=== Written exercise ===
Pick out every line in the entries below that contains the word "head", and copy each of those lines.

┌──

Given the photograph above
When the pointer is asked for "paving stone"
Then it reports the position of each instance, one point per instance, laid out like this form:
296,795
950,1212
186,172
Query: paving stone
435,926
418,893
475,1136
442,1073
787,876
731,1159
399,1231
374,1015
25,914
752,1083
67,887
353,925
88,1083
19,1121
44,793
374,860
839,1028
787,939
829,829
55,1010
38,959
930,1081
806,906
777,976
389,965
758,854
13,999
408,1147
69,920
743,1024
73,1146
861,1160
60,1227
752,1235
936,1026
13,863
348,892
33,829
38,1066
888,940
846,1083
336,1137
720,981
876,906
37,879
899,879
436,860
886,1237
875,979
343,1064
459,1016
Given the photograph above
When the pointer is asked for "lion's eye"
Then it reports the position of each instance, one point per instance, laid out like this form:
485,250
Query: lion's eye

└──
┌──

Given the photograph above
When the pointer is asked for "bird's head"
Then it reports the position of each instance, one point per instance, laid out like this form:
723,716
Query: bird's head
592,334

└──

=== Solution ===
When the pointer is asked for "bird's head"
Query: bird's head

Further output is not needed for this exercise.